• _Task requirements_:
From the rows below, keep only the lines that include the string "weathered", matching case exactly, and copy each one.

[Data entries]
+++

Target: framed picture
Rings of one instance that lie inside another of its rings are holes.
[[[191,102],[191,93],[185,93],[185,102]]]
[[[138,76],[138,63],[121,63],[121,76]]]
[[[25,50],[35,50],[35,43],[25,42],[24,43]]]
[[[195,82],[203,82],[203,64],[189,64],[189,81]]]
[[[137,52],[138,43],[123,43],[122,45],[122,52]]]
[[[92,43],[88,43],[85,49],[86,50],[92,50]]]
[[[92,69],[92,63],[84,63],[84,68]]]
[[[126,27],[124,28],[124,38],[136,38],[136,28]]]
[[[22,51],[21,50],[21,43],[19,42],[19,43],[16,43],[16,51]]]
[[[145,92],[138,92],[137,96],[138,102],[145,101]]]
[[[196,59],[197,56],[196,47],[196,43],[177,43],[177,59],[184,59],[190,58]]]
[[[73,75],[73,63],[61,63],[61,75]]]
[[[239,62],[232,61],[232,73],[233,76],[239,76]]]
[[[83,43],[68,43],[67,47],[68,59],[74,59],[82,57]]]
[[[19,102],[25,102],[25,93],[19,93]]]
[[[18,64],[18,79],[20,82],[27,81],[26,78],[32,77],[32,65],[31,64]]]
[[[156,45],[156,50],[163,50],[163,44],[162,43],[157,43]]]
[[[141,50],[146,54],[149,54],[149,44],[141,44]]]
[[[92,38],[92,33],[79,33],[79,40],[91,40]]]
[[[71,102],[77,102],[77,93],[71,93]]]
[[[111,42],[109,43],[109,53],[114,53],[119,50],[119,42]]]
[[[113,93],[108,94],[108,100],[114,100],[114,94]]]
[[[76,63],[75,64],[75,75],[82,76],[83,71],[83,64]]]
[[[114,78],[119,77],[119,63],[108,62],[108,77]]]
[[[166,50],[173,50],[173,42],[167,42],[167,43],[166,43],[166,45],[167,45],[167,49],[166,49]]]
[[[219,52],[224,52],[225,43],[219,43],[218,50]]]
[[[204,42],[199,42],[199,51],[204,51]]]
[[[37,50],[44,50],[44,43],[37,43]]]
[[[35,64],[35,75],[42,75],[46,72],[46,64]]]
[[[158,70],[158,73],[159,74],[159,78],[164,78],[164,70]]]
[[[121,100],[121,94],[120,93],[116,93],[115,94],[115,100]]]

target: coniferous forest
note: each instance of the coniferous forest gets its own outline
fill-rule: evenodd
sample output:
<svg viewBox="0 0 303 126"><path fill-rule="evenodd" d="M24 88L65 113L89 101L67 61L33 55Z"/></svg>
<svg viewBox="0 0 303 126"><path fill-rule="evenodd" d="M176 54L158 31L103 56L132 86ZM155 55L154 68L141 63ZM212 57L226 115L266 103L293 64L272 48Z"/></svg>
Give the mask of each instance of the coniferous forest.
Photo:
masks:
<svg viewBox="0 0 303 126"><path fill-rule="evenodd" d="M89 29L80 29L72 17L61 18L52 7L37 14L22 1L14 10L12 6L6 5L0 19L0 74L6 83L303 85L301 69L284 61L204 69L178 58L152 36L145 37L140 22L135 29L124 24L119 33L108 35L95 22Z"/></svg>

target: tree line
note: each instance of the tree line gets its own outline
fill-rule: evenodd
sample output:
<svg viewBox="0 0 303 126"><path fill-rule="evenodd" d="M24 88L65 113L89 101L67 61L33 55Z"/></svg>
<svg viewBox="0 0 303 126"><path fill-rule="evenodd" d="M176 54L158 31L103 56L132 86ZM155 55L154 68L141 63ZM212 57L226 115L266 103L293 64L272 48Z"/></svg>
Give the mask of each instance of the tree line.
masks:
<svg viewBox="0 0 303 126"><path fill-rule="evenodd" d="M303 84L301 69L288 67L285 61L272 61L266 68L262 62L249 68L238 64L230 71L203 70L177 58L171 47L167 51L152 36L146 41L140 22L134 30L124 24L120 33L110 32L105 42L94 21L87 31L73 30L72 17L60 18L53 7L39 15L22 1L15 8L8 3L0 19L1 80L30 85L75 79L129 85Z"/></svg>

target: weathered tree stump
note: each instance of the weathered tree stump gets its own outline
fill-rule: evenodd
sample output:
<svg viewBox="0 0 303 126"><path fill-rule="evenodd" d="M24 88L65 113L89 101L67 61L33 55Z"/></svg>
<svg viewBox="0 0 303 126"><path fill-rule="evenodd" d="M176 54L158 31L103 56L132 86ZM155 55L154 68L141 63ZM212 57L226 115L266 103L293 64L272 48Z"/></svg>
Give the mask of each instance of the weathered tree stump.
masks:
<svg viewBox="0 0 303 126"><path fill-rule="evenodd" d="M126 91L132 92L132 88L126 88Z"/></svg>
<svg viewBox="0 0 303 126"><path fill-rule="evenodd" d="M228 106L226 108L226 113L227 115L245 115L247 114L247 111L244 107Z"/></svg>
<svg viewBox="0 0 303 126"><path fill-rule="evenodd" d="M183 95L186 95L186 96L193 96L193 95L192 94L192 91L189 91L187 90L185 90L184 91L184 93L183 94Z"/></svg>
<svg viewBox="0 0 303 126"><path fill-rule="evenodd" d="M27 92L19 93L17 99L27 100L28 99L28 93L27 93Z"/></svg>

+++

• _Exercise solution_:
target: weathered tree stump
note: each instance of the weathered tree stump gets its own outline
Give the mask of each instance of the weathered tree stump.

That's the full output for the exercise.